• Passage given:
+ + + + + + +

I'm shifting entirely over to an EFI and distributorless ignition setup (LS2 style) on my new build and it's been a real learning experience over this last year. I still have several months worth of work left to finally get the Camaro back on the street, but I've made great progress so far. I'm hoping to get to dyno by mid to late November.

Old school Mark IV BBC's don't lend themselves to this sort of new-era LS2 build. Crank triggers have been around for a long time but there's not a lot of options available which provide the cam sync signal required by the ECU for DIS. Various options are available to convert your distributor to provide a cam sync for the ECU, but I'd really like to lose the distributor altogether. For one thing, it's a make-do solution and would be in the way down the road if I needed to move up to a 12-71 or 14-71 blower. A distributor style unit is definitely not compatible with that scenario.

There is a new timing cover available for Mark V BBC's which incorporate both the cam sync and crank trigger sensors, but they do not work with my old style block. There's a company which sells a distributor-type unit which provides a dual-sync signal, but again, this is not compatible with my plans to possibly hang a bigger blower on the motor.

+ + + + + + +

• Material provided:

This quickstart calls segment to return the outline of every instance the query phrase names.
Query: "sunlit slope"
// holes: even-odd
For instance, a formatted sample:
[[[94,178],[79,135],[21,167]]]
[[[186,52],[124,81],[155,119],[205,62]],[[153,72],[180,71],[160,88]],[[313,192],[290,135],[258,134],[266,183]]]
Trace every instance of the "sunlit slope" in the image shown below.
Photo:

+ + + + + + +

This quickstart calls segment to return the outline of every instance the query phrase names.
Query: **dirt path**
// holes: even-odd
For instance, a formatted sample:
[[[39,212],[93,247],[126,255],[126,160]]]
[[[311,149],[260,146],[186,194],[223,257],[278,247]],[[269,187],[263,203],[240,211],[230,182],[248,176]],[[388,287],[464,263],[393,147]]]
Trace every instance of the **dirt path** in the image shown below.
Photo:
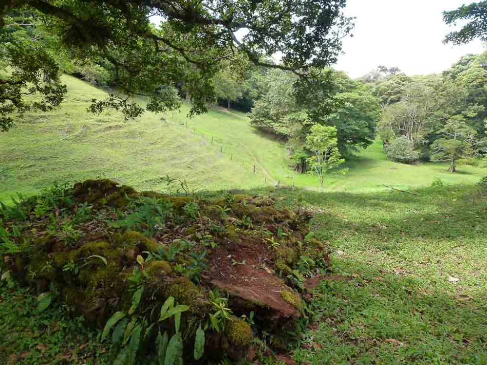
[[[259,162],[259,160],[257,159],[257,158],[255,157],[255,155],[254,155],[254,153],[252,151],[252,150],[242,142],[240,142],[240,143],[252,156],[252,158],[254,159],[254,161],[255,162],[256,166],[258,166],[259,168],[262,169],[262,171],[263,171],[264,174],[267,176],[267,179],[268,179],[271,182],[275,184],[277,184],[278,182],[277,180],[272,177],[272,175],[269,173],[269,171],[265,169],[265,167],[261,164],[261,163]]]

+ + + + + + +

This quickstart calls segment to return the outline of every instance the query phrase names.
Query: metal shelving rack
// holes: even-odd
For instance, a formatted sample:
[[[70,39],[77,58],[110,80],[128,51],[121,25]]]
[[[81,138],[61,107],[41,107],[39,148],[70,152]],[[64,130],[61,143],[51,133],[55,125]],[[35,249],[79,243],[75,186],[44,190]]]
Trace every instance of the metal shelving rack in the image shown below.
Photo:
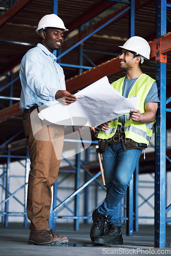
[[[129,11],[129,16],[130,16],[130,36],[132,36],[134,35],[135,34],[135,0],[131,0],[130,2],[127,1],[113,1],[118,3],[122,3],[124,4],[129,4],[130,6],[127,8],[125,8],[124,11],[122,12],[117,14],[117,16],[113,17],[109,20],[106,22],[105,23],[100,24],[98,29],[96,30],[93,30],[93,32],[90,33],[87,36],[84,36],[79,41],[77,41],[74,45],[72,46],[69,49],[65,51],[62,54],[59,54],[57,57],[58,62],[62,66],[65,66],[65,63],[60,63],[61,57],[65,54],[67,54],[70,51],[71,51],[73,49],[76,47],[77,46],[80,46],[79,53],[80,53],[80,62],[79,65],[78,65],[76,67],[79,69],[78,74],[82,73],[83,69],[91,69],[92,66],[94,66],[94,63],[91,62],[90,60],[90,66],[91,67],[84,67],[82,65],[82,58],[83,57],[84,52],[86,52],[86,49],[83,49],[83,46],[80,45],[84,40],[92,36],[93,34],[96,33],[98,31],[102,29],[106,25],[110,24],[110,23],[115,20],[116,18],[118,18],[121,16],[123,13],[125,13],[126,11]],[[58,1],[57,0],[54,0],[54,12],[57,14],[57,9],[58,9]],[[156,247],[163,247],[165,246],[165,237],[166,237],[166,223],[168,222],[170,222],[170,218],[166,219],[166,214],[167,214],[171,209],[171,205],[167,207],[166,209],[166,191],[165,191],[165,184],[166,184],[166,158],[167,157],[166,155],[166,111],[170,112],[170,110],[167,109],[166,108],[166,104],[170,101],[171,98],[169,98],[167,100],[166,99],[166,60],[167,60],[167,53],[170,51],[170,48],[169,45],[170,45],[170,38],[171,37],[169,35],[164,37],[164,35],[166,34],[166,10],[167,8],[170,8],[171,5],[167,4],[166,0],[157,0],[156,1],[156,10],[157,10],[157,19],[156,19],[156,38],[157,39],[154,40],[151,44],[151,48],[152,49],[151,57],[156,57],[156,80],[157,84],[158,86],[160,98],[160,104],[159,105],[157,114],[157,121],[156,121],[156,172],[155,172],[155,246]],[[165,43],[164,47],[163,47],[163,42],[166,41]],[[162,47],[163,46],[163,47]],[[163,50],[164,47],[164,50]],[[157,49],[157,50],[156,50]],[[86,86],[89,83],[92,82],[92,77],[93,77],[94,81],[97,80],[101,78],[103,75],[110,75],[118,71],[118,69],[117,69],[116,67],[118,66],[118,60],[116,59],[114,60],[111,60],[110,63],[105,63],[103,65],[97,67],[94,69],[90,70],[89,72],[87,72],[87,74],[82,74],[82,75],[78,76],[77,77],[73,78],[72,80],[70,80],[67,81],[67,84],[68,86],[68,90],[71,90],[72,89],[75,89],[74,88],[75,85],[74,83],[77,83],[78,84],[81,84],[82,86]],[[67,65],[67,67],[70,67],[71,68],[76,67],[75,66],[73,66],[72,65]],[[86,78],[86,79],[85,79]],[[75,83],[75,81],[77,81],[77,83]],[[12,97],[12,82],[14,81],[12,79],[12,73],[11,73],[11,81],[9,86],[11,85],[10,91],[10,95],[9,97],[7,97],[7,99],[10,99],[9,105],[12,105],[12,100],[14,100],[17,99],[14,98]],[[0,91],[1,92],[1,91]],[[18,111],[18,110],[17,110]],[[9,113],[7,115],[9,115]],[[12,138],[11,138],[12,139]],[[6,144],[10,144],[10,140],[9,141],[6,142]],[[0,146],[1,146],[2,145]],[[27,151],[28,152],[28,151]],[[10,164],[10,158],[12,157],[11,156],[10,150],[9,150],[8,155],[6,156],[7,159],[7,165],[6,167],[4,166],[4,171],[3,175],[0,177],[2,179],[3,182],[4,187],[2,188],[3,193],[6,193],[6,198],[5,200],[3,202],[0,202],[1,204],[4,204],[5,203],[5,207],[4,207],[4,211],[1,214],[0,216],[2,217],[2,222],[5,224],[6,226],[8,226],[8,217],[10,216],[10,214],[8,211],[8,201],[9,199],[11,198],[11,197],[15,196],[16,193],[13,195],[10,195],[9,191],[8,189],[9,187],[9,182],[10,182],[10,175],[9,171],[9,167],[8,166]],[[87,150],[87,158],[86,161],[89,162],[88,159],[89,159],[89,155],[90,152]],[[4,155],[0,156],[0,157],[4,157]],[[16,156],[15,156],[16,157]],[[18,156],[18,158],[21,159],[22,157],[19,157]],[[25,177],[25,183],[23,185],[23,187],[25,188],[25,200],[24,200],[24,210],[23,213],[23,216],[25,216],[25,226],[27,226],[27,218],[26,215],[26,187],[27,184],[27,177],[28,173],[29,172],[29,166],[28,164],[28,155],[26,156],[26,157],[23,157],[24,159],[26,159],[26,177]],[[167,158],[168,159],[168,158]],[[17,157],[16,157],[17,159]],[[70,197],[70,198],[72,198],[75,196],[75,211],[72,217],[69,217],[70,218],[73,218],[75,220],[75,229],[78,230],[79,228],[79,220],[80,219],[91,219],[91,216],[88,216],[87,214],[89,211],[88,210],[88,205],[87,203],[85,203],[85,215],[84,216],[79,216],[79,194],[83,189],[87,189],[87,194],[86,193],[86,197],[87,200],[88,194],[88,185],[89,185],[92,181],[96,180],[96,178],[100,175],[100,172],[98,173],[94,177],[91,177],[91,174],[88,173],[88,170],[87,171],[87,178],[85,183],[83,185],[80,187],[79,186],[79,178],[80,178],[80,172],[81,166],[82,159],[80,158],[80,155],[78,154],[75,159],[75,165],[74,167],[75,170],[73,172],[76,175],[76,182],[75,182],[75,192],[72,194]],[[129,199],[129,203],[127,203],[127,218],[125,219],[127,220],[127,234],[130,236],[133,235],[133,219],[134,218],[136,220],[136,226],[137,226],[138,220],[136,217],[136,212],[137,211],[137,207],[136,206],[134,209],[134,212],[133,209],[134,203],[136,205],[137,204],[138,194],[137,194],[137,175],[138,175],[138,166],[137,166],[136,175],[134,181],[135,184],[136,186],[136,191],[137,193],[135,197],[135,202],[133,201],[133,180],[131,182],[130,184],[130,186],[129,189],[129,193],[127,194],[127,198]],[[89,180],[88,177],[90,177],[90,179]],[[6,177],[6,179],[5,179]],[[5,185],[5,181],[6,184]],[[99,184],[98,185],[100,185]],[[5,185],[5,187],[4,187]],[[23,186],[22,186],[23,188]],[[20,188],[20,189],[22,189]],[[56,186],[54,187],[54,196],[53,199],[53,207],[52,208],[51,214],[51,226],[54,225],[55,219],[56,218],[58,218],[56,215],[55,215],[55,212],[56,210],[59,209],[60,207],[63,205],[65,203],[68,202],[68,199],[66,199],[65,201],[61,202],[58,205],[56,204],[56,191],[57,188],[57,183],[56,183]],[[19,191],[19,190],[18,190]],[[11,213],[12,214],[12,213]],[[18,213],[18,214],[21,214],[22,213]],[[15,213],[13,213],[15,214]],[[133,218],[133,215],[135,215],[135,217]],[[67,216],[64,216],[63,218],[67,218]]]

+ + + + + + +

• Problems to work on:
a: In the ignition conversion passage, when does the writer hope to get to the dyno?
b: From the ignition conversion passage, list every option the writer names for supplying the cam sync signal.
c: Carry the ignition conversion passage forward from its final sentence.

• Responses:
a: By mid to late November.

b:
- Converting the distributor to provide a cam sync for the ECU
- A new timing cover for Mark V BBC's that incorporates both the cam sync and crank trigger sensors
- A distributor-type unit that provides a dual-sync signal

c:
So, I'm working on a home-grown cam sync and crank trigger solution. I'm still not convinced it's going to work. If not, I'll fall back to other options to meet the need. If this does work out, it'll be pretty cool :mrgreen:

I came up with an approach which uses dual HE sensors mounted through my upper Comp Cams timing cover plate. I designed and had a local CNC shop machine out the new dual sync plate that mounts on the upper timing gear. The plate is both doweled and secured to the timing gear with flush-mount machine screws and uses high-temp neodymium magnets in combination with hall-effect sensors to provide both cam sync and crank trigger signals to the Holley ECU. There is a wedge of space just below my electric water pump which exposes just enough of the timing cover to allow sensor placement. I timed and located all of the magnets to align with this location. If this does work, all of this will be out of sight from above and I won't need to run a conventional crank trigger on the snout. The sensors I'm using are MSD 2348 HE sensors which have an integrated LED indicator. This makes it pretty handy to check timing for the digital rising/falling index points.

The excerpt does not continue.